(MATERIAL FOR THIS EXERCISE)

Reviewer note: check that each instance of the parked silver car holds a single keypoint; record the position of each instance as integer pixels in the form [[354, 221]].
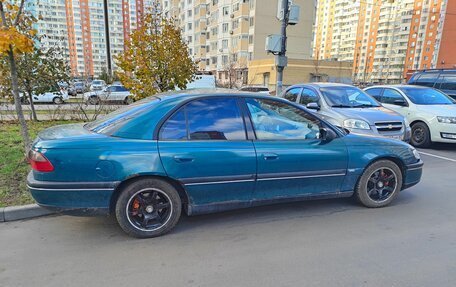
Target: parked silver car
[[351, 108]]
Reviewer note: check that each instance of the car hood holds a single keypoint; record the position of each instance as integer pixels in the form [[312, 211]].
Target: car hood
[[370, 115], [438, 110]]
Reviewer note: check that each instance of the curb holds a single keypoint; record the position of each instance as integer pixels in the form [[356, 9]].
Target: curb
[[12, 213]]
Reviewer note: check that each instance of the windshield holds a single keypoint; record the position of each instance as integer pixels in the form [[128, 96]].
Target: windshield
[[111, 122], [348, 97], [255, 89], [427, 96]]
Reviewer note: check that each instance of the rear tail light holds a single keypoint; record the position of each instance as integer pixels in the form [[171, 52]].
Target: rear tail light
[[39, 162]]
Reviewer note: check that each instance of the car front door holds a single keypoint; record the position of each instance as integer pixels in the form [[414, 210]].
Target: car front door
[[204, 145], [292, 159]]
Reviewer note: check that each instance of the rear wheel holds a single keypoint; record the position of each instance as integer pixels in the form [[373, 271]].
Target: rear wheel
[[148, 208], [379, 184], [421, 137]]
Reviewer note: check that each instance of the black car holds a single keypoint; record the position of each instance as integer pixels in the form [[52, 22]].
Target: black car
[[444, 80]]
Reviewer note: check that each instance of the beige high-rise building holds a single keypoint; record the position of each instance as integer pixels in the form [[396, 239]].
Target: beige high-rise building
[[224, 36], [384, 39]]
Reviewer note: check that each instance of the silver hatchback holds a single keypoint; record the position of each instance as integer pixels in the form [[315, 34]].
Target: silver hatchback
[[351, 108]]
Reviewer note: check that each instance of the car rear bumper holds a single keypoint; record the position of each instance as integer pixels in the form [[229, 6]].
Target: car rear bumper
[[412, 174], [74, 198]]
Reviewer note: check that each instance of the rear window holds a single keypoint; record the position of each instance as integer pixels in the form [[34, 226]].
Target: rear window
[[426, 79], [448, 82], [255, 89], [115, 120]]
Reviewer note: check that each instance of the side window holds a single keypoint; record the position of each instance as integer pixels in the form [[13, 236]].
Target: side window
[[292, 95], [277, 120], [308, 96], [448, 82], [215, 119], [427, 79], [376, 93], [207, 119], [389, 96], [175, 127]]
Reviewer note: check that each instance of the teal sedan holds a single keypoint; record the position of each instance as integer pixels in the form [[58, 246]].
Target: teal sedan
[[204, 151]]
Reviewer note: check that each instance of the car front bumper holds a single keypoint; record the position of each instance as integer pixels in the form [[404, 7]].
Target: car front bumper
[[441, 132], [403, 135], [75, 198]]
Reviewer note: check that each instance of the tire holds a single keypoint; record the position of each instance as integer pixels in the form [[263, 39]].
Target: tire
[[379, 194], [94, 100], [153, 201], [128, 100], [421, 137], [57, 100]]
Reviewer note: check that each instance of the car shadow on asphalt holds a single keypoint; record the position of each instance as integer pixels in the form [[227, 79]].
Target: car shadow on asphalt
[[442, 147]]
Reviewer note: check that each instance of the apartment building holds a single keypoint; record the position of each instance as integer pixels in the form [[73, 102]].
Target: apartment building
[[224, 36], [384, 39], [79, 27]]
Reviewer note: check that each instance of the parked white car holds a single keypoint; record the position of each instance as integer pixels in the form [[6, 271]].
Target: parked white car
[[57, 97], [97, 85], [431, 113], [113, 93]]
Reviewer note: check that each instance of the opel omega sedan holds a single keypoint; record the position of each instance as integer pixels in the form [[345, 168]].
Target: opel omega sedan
[[201, 152]]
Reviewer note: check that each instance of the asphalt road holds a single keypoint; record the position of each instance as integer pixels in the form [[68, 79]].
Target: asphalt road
[[319, 243]]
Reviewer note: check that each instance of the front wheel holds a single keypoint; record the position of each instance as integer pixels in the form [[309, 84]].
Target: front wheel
[[379, 184], [148, 208]]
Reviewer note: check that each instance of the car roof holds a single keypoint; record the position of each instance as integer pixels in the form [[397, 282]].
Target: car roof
[[321, 85], [197, 93], [398, 86]]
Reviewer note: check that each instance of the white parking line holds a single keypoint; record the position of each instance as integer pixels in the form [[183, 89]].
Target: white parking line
[[438, 156]]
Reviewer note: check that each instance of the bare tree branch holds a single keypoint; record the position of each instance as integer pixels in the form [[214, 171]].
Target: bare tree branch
[[21, 7]]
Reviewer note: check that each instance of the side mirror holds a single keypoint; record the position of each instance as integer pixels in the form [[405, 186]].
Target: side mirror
[[313, 106], [401, 103], [327, 135]]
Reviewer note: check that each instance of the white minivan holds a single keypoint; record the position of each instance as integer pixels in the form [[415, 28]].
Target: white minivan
[[430, 112]]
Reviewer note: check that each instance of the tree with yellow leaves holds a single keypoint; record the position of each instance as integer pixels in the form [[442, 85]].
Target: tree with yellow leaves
[[16, 37], [156, 58]]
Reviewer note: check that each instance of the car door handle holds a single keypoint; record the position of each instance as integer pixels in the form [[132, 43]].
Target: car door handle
[[270, 156], [183, 158]]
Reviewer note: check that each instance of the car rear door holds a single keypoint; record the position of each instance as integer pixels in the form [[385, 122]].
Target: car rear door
[[293, 161], [204, 145]]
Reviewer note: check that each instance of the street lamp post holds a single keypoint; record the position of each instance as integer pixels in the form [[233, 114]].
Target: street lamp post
[[281, 59]]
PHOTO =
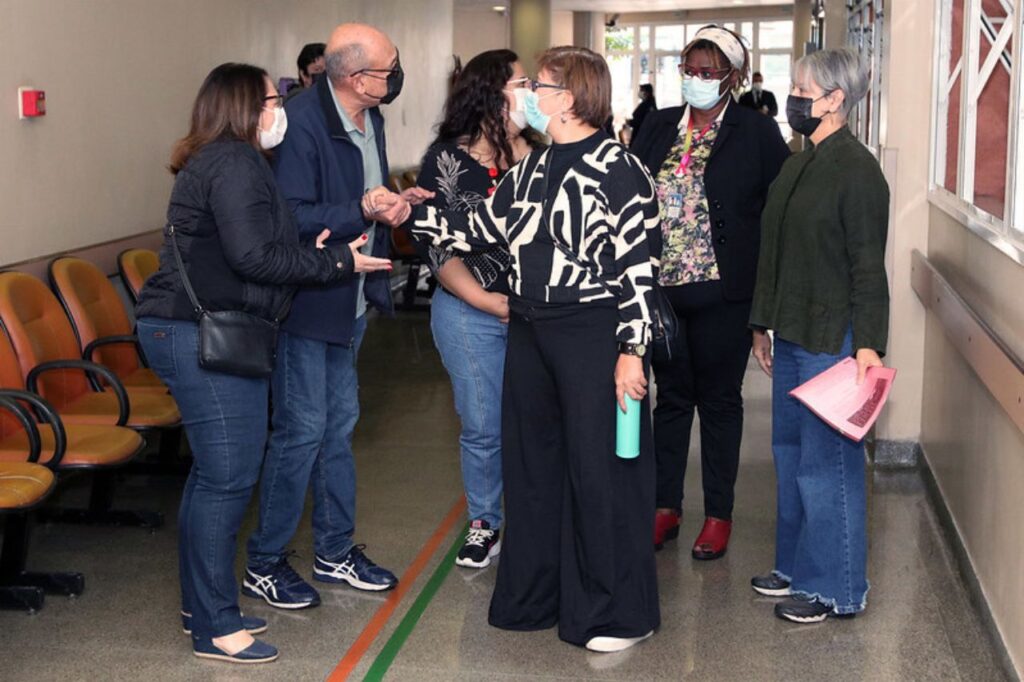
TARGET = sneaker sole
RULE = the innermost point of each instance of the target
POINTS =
(227, 658)
(325, 577)
(249, 591)
(782, 592)
(469, 563)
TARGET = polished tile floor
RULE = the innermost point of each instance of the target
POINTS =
(919, 626)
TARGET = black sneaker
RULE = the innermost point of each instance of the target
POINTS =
(770, 586)
(804, 610)
(481, 544)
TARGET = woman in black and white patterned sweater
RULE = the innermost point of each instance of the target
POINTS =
(581, 221)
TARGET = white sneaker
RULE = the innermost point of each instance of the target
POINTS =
(612, 644)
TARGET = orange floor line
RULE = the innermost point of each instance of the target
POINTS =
(383, 614)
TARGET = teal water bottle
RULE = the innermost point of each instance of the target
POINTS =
(628, 429)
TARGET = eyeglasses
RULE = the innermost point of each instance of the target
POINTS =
(537, 85)
(702, 74)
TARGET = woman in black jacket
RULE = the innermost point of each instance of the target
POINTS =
(713, 162)
(239, 246)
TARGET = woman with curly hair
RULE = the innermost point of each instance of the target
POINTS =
(478, 140)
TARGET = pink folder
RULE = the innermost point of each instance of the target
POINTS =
(835, 396)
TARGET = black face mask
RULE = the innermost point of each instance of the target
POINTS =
(798, 112)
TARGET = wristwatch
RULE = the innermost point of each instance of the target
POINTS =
(637, 349)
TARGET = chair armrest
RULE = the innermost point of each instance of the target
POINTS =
(91, 370)
(28, 423)
(48, 415)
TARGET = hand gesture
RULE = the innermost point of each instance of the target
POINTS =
(630, 379)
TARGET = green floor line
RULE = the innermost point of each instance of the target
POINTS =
(404, 629)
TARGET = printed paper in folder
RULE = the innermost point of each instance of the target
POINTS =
(835, 396)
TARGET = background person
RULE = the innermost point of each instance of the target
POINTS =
(240, 249)
(713, 162)
(825, 295)
(479, 138)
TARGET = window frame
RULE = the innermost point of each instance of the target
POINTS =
(1006, 233)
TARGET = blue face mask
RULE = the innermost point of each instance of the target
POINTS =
(701, 94)
(536, 119)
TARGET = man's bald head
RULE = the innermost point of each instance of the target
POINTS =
(355, 46)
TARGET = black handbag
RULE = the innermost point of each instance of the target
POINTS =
(230, 341)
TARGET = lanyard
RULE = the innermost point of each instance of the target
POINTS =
(691, 138)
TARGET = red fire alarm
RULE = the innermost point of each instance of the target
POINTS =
(31, 102)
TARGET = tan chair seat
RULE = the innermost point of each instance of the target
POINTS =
(23, 484)
(147, 409)
(88, 445)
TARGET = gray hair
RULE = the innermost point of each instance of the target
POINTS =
(344, 60)
(835, 70)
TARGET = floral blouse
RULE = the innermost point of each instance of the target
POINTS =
(687, 255)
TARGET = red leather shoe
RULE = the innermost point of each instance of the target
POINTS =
(714, 539)
(666, 527)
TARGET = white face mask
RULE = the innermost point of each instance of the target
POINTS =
(272, 137)
(518, 113)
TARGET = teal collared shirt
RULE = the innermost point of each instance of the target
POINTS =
(372, 175)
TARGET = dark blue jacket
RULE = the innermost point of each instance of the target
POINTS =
(320, 173)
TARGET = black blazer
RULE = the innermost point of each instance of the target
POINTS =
(767, 99)
(748, 155)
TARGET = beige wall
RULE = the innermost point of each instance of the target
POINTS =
(120, 77)
(976, 453)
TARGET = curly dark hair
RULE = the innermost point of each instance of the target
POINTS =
(476, 104)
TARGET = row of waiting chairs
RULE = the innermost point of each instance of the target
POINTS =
(75, 394)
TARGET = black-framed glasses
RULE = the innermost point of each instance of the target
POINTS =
(537, 85)
(702, 74)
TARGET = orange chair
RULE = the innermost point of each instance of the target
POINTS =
(49, 358)
(24, 484)
(135, 266)
(74, 446)
(101, 325)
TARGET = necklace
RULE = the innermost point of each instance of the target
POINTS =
(691, 138)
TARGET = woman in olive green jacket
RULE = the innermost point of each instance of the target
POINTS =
(821, 287)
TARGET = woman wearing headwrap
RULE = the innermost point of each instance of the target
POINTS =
(713, 162)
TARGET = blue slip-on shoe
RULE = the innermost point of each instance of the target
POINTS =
(280, 586)
(256, 652)
(250, 624)
(355, 568)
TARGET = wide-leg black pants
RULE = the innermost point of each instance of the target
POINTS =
(577, 550)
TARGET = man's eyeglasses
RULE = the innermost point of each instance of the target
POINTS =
(702, 74)
(537, 85)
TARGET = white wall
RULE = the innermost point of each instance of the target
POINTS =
(120, 77)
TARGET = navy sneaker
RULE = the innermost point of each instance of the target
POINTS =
(482, 544)
(355, 568)
(257, 652)
(280, 586)
(250, 624)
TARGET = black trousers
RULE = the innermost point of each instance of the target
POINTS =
(577, 550)
(706, 374)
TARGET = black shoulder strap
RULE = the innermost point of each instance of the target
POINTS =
(181, 271)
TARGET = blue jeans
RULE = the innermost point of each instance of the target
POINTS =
(315, 406)
(820, 530)
(472, 346)
(225, 420)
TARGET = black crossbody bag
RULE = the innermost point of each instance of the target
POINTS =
(230, 341)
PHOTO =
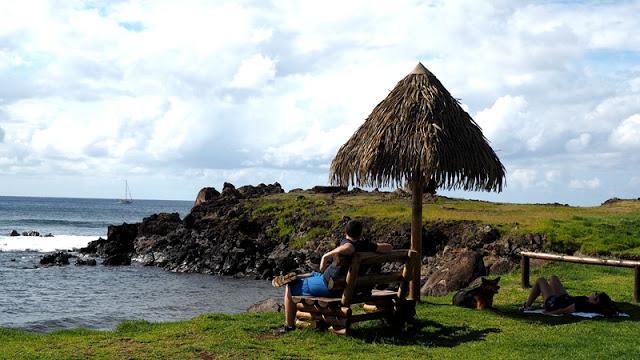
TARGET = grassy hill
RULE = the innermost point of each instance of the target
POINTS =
(443, 331)
(611, 229)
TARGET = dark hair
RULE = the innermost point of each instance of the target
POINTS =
(353, 229)
(605, 305)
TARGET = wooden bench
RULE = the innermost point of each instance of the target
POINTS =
(336, 313)
(526, 255)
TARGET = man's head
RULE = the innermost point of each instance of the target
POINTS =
(353, 229)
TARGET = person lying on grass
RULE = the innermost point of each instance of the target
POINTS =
(315, 283)
(556, 300)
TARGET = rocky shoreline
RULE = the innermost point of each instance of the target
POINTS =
(224, 235)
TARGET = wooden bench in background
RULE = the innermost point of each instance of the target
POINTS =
(336, 313)
(526, 255)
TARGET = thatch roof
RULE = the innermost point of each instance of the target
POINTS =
(419, 128)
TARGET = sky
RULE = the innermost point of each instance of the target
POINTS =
(173, 96)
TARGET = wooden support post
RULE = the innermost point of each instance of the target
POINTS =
(636, 285)
(416, 234)
(524, 267)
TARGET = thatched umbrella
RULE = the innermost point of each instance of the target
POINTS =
(419, 132)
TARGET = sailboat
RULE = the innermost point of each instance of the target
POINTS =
(127, 195)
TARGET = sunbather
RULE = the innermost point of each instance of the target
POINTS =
(315, 283)
(556, 300)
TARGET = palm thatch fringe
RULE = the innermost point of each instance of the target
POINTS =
(419, 131)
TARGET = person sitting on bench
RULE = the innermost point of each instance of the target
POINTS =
(316, 283)
(556, 300)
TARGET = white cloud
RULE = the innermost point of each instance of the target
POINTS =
(578, 143)
(229, 88)
(254, 72)
(627, 134)
(585, 184)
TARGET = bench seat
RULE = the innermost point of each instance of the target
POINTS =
(335, 313)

(End MATERIAL FOR THIS EXERCISE)

Find the string "person" in the records, then copy each line where it occurs.

TARGET = background person
TARGET = person lying on grass
TARGET = person sitting on bench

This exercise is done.